* **EXTRACTED TEXT**
------------------------------

This may well be the best novel ever written: Winds of War by Herman Wouk. I discovered it because I watched The Getaway starring Steve McQueen and Ali MacGraw during the stay-at-home order and MacGraw in it was surprisingly better and less wooden than in Love Story, which is the one movie I had seen her in, decades ago. I looked into what else she had done during that time, and of course (as anyone who followed her career knows) she didn't do anything while she was in that famously toxic relationship with McQueen, but in the early 1980s, at almost 45, she played Natalie Jastrow, who was supposed to be 15 years younger, and while she does look a bit too old for the role she was also perfect for it, showcasing a spunk that even Jenny Cavilleri in Love Story could not match. (Jane Seymour replaced her in the sequel, War and Remembrance.)
The TV mini-series is excellent, all 10+ hours of it, but this got me interested in seeing how the mini-series differed from the book itself. At almost 900 pages, the book was always supposed to be daunting, but it dazzled by the sense of detail and Wouk's ability to get in his characters' head. This is without a doubt what I learnt most from this book: the way to inhabit a world and to help readers see it through a character's eyes.
Just a phenomenal book and a top-notch mini-series! Highly recommended for readers and writers alike: readers will be transported to another world and writers will learn third-person point-of-view from the best. A true gem.

------------------------------

* **RAW DATA**
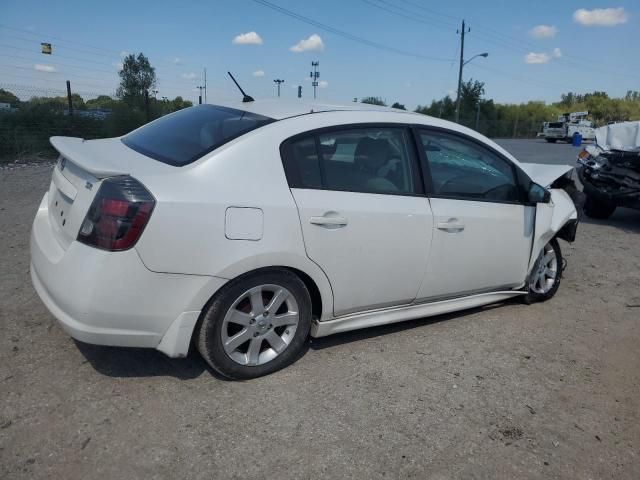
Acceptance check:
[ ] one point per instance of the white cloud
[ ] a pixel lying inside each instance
(535, 58)
(249, 38)
(543, 31)
(600, 17)
(44, 68)
(314, 42)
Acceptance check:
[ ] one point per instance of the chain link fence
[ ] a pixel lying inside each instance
(29, 116)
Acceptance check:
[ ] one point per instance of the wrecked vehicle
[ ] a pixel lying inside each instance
(610, 170)
(246, 228)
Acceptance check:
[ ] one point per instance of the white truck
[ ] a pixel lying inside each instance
(568, 124)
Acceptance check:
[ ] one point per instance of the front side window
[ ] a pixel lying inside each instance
(186, 135)
(460, 168)
(368, 160)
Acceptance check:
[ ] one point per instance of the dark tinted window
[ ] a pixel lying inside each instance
(188, 134)
(461, 168)
(368, 160)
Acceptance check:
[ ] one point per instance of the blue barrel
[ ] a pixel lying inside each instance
(576, 140)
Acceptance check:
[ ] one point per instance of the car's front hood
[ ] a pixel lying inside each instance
(543, 174)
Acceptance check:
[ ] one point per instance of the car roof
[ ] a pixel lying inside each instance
(279, 108)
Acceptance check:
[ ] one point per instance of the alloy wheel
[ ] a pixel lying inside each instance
(260, 325)
(545, 271)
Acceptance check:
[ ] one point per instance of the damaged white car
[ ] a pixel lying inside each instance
(245, 229)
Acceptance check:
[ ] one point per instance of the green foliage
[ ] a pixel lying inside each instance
(525, 120)
(26, 131)
(104, 102)
(136, 77)
(373, 101)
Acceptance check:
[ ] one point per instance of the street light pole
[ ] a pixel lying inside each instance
(462, 32)
(279, 81)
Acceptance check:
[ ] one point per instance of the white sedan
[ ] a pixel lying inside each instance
(245, 229)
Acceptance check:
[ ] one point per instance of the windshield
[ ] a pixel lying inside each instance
(186, 135)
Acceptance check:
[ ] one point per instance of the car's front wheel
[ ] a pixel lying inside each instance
(544, 279)
(256, 324)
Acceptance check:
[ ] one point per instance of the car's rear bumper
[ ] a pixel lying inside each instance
(111, 298)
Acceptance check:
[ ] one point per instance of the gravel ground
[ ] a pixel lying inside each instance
(550, 390)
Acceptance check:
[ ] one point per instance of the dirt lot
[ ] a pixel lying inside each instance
(511, 391)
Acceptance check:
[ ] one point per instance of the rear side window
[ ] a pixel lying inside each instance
(186, 135)
(462, 169)
(367, 160)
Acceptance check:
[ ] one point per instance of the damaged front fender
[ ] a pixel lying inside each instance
(556, 218)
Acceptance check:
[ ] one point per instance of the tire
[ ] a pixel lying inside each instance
(598, 209)
(538, 291)
(238, 336)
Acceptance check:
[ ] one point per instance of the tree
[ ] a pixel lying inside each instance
(373, 101)
(7, 97)
(136, 77)
(102, 102)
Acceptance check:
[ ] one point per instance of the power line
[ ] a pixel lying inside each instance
(346, 35)
(113, 53)
(510, 42)
(413, 17)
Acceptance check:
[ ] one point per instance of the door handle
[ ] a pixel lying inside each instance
(452, 225)
(329, 221)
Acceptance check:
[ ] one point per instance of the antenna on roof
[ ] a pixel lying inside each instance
(245, 98)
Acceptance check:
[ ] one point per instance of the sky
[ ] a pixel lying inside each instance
(403, 51)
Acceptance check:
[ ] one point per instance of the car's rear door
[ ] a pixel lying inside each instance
(482, 230)
(365, 219)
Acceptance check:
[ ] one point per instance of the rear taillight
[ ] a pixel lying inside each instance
(118, 214)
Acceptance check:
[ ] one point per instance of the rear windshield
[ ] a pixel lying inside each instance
(188, 134)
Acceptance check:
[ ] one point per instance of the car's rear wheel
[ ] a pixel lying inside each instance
(256, 324)
(544, 279)
(598, 209)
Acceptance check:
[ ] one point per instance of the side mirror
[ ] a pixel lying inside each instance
(538, 194)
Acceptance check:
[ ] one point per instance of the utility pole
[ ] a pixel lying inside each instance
(69, 98)
(314, 77)
(205, 85)
(278, 81)
(462, 31)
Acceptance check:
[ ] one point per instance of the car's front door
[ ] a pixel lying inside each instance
(365, 219)
(482, 231)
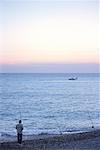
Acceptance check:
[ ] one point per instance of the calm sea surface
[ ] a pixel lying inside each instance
(49, 103)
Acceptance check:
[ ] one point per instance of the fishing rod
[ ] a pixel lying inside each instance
(19, 109)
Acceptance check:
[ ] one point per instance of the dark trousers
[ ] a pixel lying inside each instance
(19, 138)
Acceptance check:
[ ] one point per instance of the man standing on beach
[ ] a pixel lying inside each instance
(19, 128)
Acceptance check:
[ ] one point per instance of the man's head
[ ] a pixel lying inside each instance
(20, 121)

------------------------------

* **SET OF TASKS**
A. In the review of Winds of War, render this sentence in Spanish: "This is without a doubt what I learnt most from this book: the way to inhabit a world and to help readers see it through a character's eyes."
B. Turn the paragraph of the Winds of War review that opens "The TV mini-series is excellent" into a short bulleted list that keeps its main facts.

* **SOLUTION SET**
A. Esto es, sin duda, lo que más aprendí de este libro: la manera de habitar un mundo y de ayudar a los lectores a verlo a través de los ojos de un personaje.

B.
- The TV mini-series is excellent and runs more than 10 hours.
- It sparked interest in how the mini-series differed from the book.
- The book runs almost 900 pages and was always meant to be daunting.
- It dazzles with its detail and Wouk's ability to get inside his characters' heads.
- The chief lesson from it: how to inhabit a world and help readers see it through a character's eyes.